» **INSTRUCTIONS FOR THE TASK**:
Could you scale the lines from the start through the line holding "[9,209,105,241]", inclusive, writing out every one of those lines again with the text unchanged but each bounding-box coordinate multiplied by 1.45 and rounded to a whole number, halves rounding up?

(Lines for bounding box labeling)
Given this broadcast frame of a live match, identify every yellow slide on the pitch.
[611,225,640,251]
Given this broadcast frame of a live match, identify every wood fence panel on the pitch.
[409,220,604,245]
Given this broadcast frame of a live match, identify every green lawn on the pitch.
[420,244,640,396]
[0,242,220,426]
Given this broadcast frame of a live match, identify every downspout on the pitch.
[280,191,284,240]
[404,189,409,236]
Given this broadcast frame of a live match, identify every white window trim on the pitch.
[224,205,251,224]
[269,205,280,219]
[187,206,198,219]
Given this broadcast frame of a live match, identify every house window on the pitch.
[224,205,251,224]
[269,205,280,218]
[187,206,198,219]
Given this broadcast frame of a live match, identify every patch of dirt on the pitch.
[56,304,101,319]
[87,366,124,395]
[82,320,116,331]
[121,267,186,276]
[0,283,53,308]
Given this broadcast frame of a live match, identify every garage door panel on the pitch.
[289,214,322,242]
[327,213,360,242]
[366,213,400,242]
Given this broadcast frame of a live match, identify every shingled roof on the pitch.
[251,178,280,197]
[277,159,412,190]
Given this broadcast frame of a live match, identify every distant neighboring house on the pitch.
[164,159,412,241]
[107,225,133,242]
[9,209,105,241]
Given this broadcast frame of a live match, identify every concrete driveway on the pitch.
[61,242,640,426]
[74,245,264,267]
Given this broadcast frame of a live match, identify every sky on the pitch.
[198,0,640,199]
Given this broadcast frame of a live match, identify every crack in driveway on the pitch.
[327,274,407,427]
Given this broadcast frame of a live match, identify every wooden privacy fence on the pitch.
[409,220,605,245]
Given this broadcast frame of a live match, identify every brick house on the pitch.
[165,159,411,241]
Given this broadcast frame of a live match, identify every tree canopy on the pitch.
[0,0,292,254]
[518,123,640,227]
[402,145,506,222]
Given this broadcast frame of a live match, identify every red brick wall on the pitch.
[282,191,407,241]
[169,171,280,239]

» **EXPECTED ANSWER**:
Given this broadcast frame of a live match, identify every yellow slide on the pitch.
[886,326,928,364]
Given this broadcast frame of a live match, identify every wood fence panel on the pitch.
[593,319,876,355]
Given this broadcast frame of a live match, identify every green lawn on the pitch.
[609,354,928,574]
[0,351,319,618]
Given this broadcast frame of a live match, identify every downspout on the pitch.
[406,277,412,348]
[586,274,593,342]
Given this broadcast frame of a live match, identify every white window trim on the pitch.
[325,297,364,325]
[390,297,406,318]
[271,299,287,318]
Given this broadcast frame of a live match, identify every house window on the pitch.
[325,297,364,325]
[390,297,406,316]
[271,299,287,318]
Given this broadcast frame of a live match, identify every patch of dirt on the pitch.
[81,441,146,463]
[126,531,180,573]
[119,464,168,480]
[175,387,270,400]
[0,410,77,447]
Given this broadcast frame of a live match, identify every garage door panel on the pitch.
[419,310,467,351]
[474,309,522,351]
[531,309,580,351]
Given this broadcast frame of a live match, identify every shingled roof on the pitch.
[364,258,406,286]
[402,231,597,276]
Given this broadcast frame of a live match, identify every distant neighboring house on the pitch.
[238,231,597,349]
[155,326,193,351]
[13,303,152,349]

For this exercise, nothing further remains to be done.